— TASK BRIEF —
Output an exact reproduction of the data.

— DATA ENTRIES —

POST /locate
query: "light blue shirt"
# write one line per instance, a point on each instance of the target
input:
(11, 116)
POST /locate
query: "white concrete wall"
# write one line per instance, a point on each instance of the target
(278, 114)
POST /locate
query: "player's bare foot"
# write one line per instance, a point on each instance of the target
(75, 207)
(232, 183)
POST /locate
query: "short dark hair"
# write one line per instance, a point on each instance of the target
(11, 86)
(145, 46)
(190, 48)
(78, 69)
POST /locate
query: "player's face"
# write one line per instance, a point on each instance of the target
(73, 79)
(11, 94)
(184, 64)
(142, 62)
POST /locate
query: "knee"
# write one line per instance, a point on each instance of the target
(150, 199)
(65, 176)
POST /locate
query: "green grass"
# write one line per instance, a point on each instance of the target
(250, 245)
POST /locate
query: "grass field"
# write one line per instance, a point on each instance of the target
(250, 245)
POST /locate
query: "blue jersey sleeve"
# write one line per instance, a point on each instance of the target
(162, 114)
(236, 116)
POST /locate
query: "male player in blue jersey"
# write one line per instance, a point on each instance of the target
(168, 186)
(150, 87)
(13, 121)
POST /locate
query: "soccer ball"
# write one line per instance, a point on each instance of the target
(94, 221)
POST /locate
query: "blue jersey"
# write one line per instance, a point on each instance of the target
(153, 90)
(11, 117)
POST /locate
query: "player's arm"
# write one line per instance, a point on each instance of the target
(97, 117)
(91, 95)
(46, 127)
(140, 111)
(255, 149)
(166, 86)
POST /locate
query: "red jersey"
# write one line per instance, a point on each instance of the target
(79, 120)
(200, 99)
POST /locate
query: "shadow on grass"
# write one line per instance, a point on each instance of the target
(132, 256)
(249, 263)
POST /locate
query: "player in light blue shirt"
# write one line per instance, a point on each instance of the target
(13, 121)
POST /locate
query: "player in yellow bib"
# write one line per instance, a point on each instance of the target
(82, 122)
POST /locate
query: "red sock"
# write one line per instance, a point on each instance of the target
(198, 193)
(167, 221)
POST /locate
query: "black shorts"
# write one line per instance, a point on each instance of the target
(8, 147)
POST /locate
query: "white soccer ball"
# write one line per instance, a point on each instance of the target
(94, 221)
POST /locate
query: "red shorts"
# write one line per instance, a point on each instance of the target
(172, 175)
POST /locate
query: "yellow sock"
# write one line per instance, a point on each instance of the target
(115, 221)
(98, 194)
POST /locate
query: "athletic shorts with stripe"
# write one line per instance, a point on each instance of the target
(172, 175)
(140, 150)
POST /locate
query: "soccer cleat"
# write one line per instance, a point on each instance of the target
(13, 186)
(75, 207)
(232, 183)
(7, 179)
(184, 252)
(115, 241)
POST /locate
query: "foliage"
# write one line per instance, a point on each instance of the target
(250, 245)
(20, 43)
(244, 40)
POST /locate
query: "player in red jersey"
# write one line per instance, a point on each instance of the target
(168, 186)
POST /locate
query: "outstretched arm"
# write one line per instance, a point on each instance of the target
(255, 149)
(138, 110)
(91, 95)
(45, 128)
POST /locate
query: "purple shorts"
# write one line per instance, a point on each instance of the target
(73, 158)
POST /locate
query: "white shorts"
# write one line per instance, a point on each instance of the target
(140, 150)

— ANSWER FOR THIS EXERCISE —
POST /locate
query: "light blue shirt"
# write one line per instance, a point on each instance of the target
input:
(11, 116)
POST /locate
query: "white concrete wall"
# write one line per instance, a point on each instance of the target
(278, 114)
POST /locate
query: "player's bare foot"
# write one line per instance, a point on each instance of the target
(75, 207)
(232, 183)
POST /locate
query: "short dark hair"
# write one line per instance, a point on each instance of the target
(11, 86)
(145, 46)
(190, 48)
(78, 69)
POST /locate
query: "player's face"
# write one line per instance, a point on each instance of the target
(73, 79)
(11, 94)
(184, 64)
(142, 62)
POST /locate
query: "knee"
# write one line per instance, a point on each instance of the target
(150, 199)
(65, 176)
POST /locate
query: "green grass"
# write one line per instance, a point on each instance of the target
(250, 245)
POST /locate
query: "grass field"
# write one line per instance, a point on each instance of the target
(250, 245)
POST /locate
query: "blue jersey sleeve"
# write one line per instance, a point on each instance of the target
(162, 114)
(236, 116)
POST /locate
query: "male player in blue jersey"
# write one line per instance, a point on each instance of the target
(168, 186)
(150, 87)
(13, 121)
POST /locate
query: "soccer ball"
# write one line per instance, a point on each instance of the target
(94, 221)
POST /locate
query: "blue jersey"
# write one line per instance, a point on each instance of the target
(153, 90)
(11, 117)
POST /locate
query: "player's arm"
# write one line per instance, a point on each instance of the target
(97, 117)
(91, 95)
(46, 127)
(140, 111)
(255, 149)
(166, 86)
POST /locate
query: "red jersey"
# write one line per instance, a point on each instance of the target
(79, 120)
(200, 99)
POST /locate
query: "shadow on grass"
# write one line per instance, a point on each instance of the target
(132, 256)
(249, 263)
POST /locate
query: "player in light blue shirt"
# write one line per instance, a point on each instance of the target
(13, 121)
POST /locate
query: "player in yellow bib"
# write one line per instance, a point on each instance of the target
(82, 122)
POST /locate
query: "red sock"
# write one line per instance, a point on each instance of the target
(198, 193)
(167, 221)
POST /locate
query: "black shorts"
# write one line per instance, a point on each instance of the target
(8, 147)
POST /locate
query: "white soccer ball"
# write one line per instance, a point on each instance of the target
(94, 221)
POST /locate
query: "red shorts"
# write one line per instance, a point on each instance of the target
(172, 175)
POST /locate
query: "yellow sock"
# write one line per instance, a point on each instance of the target
(115, 221)
(98, 194)
POST /locate
query: "athletic shorts with stripe"
# write one line per instance, a point on each instance of the target
(172, 175)
(140, 150)
POST /locate
query: "soccer cleat"
# write one line per instance, a point on each instance of the target
(13, 186)
(75, 207)
(232, 183)
(7, 179)
(184, 252)
(115, 241)
POST /locate
query: "foliage"
# write one line per instance, a point on each instance of the target
(250, 245)
(20, 43)
(244, 40)
POST /locate
query: "player in red jersey"
# write one line per instance, a point on each instance of the target
(168, 186)
POST /locate
query: "outstretched arm"
# write one line per instance, a point on each instance of the target
(255, 149)
(138, 110)
(91, 95)
(45, 128)
POST /locate
query: "purple shorts"
# write one line per instance, a point on each instance of the target
(73, 158)
POST /locate
query: "white shorts"
# write one line per instance, a point on each instance of the target
(140, 150)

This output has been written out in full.